Records shown –
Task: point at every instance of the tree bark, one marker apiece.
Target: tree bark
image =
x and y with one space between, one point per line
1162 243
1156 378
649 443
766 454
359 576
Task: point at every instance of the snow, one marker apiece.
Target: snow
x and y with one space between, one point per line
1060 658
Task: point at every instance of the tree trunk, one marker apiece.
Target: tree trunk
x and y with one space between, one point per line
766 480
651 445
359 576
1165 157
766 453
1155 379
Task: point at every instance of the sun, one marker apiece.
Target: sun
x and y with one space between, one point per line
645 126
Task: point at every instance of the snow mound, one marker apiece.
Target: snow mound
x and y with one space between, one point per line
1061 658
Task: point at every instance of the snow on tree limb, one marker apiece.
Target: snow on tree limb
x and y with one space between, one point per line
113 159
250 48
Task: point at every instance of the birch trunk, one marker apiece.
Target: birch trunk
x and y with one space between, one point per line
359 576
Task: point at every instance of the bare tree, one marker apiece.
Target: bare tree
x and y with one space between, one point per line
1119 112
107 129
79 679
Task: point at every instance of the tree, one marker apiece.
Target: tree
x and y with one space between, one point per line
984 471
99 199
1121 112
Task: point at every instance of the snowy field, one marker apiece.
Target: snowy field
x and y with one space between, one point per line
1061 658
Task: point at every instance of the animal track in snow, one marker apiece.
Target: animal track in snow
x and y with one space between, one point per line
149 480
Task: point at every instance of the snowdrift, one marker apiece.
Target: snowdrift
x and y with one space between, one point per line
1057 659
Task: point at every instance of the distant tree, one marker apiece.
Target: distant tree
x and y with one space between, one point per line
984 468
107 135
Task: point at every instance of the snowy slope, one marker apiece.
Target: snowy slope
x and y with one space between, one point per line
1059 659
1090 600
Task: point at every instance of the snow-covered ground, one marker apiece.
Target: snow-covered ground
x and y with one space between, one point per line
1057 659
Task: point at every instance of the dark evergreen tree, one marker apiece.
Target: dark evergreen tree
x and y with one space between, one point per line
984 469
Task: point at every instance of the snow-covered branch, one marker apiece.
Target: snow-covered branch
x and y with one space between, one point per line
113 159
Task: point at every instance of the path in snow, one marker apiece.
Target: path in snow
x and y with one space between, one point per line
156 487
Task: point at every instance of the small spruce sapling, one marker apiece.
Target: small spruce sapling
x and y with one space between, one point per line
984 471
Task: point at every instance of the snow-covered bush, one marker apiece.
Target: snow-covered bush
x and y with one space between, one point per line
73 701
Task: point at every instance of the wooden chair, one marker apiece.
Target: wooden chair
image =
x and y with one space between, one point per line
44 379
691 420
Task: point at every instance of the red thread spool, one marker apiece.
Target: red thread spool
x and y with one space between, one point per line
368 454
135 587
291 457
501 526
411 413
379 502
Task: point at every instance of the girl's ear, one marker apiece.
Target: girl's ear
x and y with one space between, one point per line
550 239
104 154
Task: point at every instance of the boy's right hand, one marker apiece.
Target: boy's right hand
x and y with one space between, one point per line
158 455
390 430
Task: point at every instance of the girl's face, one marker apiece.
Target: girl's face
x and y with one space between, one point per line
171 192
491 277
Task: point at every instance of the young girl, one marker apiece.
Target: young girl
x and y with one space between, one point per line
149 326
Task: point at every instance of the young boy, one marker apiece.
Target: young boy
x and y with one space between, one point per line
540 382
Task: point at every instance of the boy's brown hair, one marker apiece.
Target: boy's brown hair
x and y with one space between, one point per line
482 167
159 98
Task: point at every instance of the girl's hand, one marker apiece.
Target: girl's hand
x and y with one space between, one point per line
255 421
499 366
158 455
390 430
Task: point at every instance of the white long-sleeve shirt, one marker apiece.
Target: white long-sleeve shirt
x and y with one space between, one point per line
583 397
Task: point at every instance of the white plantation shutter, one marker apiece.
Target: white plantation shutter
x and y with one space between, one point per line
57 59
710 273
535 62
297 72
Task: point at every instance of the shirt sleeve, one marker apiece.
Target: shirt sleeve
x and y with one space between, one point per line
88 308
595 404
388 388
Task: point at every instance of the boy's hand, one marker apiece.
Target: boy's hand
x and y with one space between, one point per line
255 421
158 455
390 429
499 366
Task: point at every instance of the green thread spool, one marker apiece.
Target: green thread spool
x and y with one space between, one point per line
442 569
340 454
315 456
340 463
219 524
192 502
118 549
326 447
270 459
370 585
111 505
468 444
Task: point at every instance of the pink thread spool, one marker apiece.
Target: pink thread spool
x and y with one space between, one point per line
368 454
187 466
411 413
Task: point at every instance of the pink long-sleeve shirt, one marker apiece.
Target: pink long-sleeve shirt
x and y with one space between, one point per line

Exercise objective – Can you return every row above, reproducing each line character for character with nothing added, dropped, or changed?

Finished task –
Task: point at every instance of the tree bark, one marker apiece.
Target: tree bark
image =
x and y with one space between, one point per line
1162 243
1156 378
649 443
766 454
359 576
Task: point at every instance of the snow, one marker apiece.
Target: snow
x and y with one space between, one point per line
1060 658
Task: point at every instance of the tree trunk, one marker apiece.
Target: tree trunk
x and y with one space between, one point per line
766 480
651 445
359 576
1165 157
766 453
1155 379
Task: point at every instance of the sun, one marker apiece.
Target: sun
x and y with one space between, one point per line
645 126
Task: point at every instance of the snow mound, one marker apiece.
Target: snow mound
x and y with one space between, one point per line
1061 658
Task: point at every instance of the snow on tree limb, one marker apiece.
Target: snow on tree limb
x and y with one space between, one point per line
113 159
250 48
Task: point at every instance of the birch trunk, one marker apiece.
Target: birch trunk
x and y with one space between, one point per line
359 576
Task: point at every instance of the bare tree, one marker apiece.
Target: bare tree
x and y with one space between, one point per line
1119 112
107 129
79 679
Task: point at every instance of the tree, one marker apiece.
Target: tree
x and y with one space between, one point per line
984 471
99 199
1121 112
Task: point at every instance of the snowy field, one marker apiece.
Target: snowy field
x and y with one space between, one point per line
1061 658
Task: point at every instance of the animal track in snow, one marker apiece.
Target: animal track in snow
x and y with one space between, one point per line
149 480
Task: point at every instance of the snowdrift, one marker apiece.
Target: snowdrift
x and y with one space between, one point per line
1057 659
Task: point at every instance of the distant tree, one marker apiece.
Target: distant tree
x and y with one space between, one point per line
984 468
107 135
Task: point at every instance of the snowy slope, one marker apiece.
Target: snowy slope
x and y with one space between, one point per line
1059 659
1090 600
Task: point at every instance of the snow-covered ground, one marker apiece.
Target: snow-covered ground
x and y with one space between, one point per line
1057 659
Task: point at every instance of the dark evergreen tree, one marker apiece.
Target: dark evergreen tree
x and y with one space between, one point per line
984 469
Task: point at every instance of the snow-covered branch, one marker apiece.
Target: snow-covered branch
x and y with one space between, one point per line
113 159
Task: point at every instance of the path in snow, one marker apiece.
Target: path in snow
x and y with one space between, one point per line
156 487
Task: point at every instance of the small spruce sapling, one marker apiece.
Target: small spruce sapling
x and y with one space between, one point per line
984 471
Task: point at every instance of the snow-covered bush, one marker apiece.
Target: snow-covered bush
x and y with one space between, one point per line
73 701
Task: point at every instance of the wooden chair, one marker apiece.
Target: wooden chair
image =
x and y with one space between, one point per line
44 379
691 420
Task: point at every instance of the red thread spool, one marker apiece.
Target: red thread spool
x and y with one space between, one point per line
368 454
135 587
291 457
501 526
411 413
379 502
Task: point at every instance of the girl's ear, one marker apiece.
Target: girl's ear
x and y with one space between, one point per line
550 239
104 154
Task: point at every instance of the boy's right hand, one marker apiece.
Target: boy's right hand
x and y with one space between, one point per line
158 455
390 430
Task: point at every instance of the girl's face, one marker apiece.
Target: girl's face
x and y with one space between, one point per line
171 192
491 277
Task: point at every instance of the young girl, one marker apiece.
Target: young girl
x and y with one space between, one point per line
149 326
Task: point at every instance of the young boy, one marker apiece.
Target: young boy
x and y with one space between, one point per line
540 382
Task: point at every instance of the boy's brown hair, one marker apiece.
Target: boy's brown hair
x and y with one space between, one point per line
482 167
159 98
Task: point at every instance of the girl's hand, one marker apiece.
Target: girl's hand
x and y with one space between, one point per line
255 421
499 366
158 455
390 430
Task: point at every instance of the white long-sleeve shirt, one marker apiece.
Target: white long-sleeve shirt
x and y with one space between, one point per line
583 397
Task: point at every instance of the white plantation shutter, one marker apiece.
Target: white plantation shutter
x and y with one space between, one point per line
57 59
710 273
535 62
297 72
Task: point at every instance of the shirt sleeve, one marker apiece.
Target: shirt sleeve
x and y with one space between, one point per line
88 308
595 404
388 388
Task: point at every instance of the boy's hand, one marker apiece.
Target: boy's hand
x and y with one space between, one point per line
255 421
158 455
390 429
499 366
Task: point at every instance of the green thread spool, one marker apiece.
Target: green thread spool
x and y with one space between, one point per line
442 569
340 454
315 456
340 463
219 524
192 502
118 549
326 447
270 459
370 585
111 505
468 444
Task: point at every instance of the pink thread spool, one marker apiece.
Target: pink thread spool
x and y with one space between, one point per line
368 454
187 466
411 413
Task: point at every instance of the pink long-sleeve shirt, one marker apiece.
Target: pink long-sleeve shirt
x and y with one space between, one point per line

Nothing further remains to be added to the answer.